═════ Text section ═════

Global Weierstrass models

A global Weierstrass model describes a particular form of an elliptic fibration. We focus on an elliptic fibration over a complete base $B$. Consider the weighted projective space $\mathbb{P}^{2,3,1}$ with coordinates $x, y, z$. In addition, consider

$f \in H^0( B, \overline{K}_{B}^{\otimes 4} )$,
$g \in H^0( B, \overline{K}_{B}^{\otimes 6} )$,

Then form a $\mathbb{P}^{2,3,1}$-bundle over $B$ such that

$x$ transforms as a section of $2 \overline{K}_{B}$,
$y$ transforms as a section of $3 \overline{K}_{B}$,
$z$ transforms as a section of $0 \overline{K}_{B} = \mathcal{O}_{B}$.

In this 5-fold ambient space, a global Weierstrass model is the hypersurface defined by the vanishing of the Weierstrass polynomial $P_W = x^3 - y^2 + f x z^4 + g z^6$.

Crucially, for non-trivial F-theory settings, the elliptic fibration in question must be singular. In fact, by construction, one usually engineers certain singularities. This can be read-off from the Weierstrass table, which we have reproduced from Timo Weigand (2018) with small corrections:

type	$\mathrm{ord}(f)$	$\mathrm{ord}(g)$	$\mathrm{ord}(\Delta)$	sing.	monodromy cover	algebra $\mathfrak{g}$	comp.

═════

> [Task statement] What does the text on global Weierstrass models say the elliptic fibration must be for non-trivial F-theory settings?

═════ Extracted information ═════

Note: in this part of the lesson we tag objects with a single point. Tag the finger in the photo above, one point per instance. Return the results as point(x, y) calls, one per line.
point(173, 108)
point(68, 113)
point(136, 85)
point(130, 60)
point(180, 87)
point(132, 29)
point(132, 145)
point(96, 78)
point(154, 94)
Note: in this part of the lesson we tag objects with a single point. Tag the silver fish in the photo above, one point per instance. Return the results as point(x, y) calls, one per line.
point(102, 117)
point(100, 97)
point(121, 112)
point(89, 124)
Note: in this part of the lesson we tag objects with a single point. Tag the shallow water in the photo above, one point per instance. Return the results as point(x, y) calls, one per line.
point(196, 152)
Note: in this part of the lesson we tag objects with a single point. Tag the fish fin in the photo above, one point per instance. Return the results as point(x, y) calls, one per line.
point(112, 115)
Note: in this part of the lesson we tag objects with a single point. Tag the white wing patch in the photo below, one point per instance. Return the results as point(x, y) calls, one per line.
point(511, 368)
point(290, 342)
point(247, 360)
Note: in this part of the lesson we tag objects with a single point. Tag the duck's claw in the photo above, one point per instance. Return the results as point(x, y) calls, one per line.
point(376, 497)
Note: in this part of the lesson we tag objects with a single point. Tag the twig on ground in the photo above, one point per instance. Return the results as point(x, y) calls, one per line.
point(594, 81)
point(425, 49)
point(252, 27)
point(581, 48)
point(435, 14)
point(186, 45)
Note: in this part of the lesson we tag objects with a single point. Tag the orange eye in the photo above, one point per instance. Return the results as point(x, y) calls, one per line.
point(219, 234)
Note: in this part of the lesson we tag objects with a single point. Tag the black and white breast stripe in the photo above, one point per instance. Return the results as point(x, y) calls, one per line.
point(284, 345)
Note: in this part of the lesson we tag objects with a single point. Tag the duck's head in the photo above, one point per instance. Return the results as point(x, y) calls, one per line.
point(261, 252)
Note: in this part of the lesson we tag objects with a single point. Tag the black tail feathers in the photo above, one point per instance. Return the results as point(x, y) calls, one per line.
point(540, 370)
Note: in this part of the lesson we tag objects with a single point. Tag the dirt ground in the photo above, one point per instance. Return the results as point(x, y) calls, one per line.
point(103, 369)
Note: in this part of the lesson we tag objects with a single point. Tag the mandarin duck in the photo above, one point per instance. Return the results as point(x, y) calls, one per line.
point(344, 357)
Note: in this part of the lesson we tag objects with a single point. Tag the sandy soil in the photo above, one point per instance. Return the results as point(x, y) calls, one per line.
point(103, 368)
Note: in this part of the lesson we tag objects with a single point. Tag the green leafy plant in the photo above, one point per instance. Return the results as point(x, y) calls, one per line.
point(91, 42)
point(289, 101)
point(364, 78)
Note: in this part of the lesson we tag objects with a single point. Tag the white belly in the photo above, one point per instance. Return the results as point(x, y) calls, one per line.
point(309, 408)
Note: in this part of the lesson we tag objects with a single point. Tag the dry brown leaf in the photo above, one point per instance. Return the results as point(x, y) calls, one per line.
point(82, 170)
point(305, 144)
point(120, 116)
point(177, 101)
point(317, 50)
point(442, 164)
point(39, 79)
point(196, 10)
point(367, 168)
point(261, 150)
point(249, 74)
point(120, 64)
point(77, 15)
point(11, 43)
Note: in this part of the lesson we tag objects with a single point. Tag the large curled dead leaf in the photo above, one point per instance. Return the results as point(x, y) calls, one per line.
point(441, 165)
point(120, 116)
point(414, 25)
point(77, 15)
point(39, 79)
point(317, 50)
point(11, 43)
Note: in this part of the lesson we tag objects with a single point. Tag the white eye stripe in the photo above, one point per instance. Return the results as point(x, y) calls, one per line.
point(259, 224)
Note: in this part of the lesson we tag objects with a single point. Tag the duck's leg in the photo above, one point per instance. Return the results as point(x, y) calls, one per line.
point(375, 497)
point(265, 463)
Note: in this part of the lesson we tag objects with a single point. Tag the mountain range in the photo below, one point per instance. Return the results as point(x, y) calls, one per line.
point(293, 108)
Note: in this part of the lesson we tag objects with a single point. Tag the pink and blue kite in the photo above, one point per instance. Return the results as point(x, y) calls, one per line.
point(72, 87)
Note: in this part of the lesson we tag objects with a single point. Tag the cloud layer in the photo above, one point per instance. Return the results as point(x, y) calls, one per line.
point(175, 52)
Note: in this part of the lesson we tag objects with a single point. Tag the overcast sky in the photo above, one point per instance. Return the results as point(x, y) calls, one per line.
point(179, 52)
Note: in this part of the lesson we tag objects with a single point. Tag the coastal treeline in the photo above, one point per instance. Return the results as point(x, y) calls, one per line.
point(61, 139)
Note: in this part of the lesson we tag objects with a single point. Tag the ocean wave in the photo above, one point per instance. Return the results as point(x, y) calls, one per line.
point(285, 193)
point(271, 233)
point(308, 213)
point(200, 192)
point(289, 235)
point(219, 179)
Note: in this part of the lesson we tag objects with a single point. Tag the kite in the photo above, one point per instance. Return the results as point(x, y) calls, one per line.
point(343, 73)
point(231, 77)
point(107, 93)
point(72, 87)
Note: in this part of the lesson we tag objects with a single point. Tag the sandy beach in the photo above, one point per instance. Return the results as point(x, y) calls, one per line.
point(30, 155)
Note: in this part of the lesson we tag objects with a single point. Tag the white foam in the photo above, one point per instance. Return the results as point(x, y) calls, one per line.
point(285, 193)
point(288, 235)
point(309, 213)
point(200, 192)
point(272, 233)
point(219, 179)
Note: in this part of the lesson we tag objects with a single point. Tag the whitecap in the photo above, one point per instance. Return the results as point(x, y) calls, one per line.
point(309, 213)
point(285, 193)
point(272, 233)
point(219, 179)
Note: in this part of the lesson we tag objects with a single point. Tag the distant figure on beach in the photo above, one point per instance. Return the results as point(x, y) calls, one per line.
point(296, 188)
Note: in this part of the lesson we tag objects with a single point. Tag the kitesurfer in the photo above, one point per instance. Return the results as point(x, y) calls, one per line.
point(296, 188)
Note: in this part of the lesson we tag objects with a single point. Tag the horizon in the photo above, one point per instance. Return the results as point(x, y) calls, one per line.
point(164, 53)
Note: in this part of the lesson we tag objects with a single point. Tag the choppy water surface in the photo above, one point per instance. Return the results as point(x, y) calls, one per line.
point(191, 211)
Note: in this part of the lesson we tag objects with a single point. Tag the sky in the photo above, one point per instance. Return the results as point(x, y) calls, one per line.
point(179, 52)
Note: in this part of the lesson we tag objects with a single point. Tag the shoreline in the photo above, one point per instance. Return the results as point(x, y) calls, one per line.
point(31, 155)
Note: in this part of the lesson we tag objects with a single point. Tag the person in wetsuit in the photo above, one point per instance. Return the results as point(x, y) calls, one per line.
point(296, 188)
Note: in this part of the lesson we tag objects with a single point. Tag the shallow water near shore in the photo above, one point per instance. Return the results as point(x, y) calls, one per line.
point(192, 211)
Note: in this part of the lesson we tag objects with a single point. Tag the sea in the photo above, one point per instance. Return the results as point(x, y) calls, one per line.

═════

> [Worked answer] It must be singular.